• TRY IT: Could you count how many lines of the data include "drawer" and answer with the number only?

• THE DATA:

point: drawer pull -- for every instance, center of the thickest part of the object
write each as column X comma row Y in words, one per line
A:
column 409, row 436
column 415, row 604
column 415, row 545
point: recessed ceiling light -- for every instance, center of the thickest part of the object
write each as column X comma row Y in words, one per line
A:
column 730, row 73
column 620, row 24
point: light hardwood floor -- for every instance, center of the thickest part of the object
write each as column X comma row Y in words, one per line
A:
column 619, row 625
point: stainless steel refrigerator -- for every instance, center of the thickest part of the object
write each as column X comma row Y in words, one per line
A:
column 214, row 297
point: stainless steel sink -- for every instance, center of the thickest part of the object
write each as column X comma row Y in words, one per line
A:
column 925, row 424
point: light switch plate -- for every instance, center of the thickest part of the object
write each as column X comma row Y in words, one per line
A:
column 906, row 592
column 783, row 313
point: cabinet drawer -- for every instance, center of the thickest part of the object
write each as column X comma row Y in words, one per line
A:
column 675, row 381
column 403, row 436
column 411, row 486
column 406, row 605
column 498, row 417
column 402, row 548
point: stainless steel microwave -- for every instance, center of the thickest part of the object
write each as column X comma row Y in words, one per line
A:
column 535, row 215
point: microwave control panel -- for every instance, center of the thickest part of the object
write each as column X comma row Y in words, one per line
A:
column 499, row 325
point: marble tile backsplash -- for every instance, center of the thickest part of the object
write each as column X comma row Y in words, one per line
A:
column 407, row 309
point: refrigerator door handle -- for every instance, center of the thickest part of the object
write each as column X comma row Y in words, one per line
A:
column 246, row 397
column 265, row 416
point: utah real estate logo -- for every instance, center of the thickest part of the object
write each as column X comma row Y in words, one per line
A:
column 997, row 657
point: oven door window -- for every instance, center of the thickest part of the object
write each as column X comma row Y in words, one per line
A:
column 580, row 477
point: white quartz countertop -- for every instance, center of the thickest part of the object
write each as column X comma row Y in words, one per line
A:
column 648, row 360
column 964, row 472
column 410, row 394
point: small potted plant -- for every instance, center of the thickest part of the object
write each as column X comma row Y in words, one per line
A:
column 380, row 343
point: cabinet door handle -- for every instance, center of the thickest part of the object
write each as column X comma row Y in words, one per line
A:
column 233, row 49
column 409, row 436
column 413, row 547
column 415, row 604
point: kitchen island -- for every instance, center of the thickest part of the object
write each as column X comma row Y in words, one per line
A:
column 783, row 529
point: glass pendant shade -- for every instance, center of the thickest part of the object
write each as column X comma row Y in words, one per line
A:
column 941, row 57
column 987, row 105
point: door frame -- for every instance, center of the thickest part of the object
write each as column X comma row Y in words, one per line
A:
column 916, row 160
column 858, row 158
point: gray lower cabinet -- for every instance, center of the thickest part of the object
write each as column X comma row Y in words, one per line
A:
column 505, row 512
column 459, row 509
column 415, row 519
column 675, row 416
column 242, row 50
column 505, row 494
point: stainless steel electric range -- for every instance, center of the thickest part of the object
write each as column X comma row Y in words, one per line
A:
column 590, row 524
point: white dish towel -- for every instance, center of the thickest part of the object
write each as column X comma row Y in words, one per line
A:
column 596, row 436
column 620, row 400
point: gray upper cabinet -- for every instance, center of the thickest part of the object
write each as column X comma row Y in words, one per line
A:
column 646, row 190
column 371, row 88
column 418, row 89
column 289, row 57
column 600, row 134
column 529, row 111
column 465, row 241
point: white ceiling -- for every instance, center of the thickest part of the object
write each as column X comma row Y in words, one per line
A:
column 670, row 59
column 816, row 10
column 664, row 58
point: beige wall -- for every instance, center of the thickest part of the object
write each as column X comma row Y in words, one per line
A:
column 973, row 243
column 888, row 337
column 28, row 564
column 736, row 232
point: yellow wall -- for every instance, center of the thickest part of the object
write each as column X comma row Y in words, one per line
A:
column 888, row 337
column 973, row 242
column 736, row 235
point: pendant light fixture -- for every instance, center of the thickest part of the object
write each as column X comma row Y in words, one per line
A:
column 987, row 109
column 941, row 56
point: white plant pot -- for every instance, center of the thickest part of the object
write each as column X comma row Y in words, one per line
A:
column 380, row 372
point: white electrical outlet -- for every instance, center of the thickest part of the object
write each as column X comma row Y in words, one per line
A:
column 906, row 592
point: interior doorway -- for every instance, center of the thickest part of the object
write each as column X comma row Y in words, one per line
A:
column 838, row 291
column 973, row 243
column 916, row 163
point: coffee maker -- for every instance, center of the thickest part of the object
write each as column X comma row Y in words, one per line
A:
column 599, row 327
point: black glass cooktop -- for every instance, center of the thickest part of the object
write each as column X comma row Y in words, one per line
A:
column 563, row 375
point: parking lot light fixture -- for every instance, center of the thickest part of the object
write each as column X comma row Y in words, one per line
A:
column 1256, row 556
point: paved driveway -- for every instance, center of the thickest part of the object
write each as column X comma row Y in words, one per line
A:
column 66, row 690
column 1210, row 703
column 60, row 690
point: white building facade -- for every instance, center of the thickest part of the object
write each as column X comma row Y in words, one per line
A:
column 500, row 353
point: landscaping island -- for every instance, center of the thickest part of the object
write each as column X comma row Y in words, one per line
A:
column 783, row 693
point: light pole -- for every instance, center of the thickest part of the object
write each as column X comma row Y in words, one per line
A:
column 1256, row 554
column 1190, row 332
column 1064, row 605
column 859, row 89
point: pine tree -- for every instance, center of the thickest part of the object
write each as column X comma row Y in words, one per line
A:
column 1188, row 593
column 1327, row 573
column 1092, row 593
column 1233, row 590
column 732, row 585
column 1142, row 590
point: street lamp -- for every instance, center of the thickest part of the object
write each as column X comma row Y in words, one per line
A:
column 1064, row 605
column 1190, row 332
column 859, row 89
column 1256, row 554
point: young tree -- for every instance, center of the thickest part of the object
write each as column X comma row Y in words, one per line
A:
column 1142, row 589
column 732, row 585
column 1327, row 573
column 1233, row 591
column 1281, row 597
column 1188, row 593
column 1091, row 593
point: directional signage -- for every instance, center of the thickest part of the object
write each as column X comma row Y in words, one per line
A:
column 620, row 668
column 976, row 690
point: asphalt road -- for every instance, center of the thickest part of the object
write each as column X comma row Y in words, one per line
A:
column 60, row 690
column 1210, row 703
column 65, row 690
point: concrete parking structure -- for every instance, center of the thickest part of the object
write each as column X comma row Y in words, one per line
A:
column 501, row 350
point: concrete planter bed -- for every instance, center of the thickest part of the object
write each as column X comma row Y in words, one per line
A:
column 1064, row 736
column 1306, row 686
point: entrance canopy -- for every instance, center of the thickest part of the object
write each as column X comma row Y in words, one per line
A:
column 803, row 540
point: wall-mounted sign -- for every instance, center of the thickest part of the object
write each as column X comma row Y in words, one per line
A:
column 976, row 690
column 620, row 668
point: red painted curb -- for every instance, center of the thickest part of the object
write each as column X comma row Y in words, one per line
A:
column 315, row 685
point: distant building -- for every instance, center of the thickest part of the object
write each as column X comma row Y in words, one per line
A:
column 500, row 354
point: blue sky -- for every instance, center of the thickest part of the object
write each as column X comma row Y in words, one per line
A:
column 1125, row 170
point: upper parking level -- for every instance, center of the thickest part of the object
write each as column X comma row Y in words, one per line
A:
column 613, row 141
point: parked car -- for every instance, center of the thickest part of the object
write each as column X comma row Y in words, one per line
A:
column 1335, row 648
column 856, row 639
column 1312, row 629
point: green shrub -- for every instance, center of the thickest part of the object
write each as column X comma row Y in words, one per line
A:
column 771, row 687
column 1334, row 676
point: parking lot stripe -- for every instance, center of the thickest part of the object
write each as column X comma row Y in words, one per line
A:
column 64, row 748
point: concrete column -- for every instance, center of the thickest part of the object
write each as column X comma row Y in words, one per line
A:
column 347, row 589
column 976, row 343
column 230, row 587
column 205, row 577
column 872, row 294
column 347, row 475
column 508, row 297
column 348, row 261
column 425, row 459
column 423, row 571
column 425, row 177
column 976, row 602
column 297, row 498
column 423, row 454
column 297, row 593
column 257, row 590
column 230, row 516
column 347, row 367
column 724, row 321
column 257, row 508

• REPLY TO THE EXERCISE: 2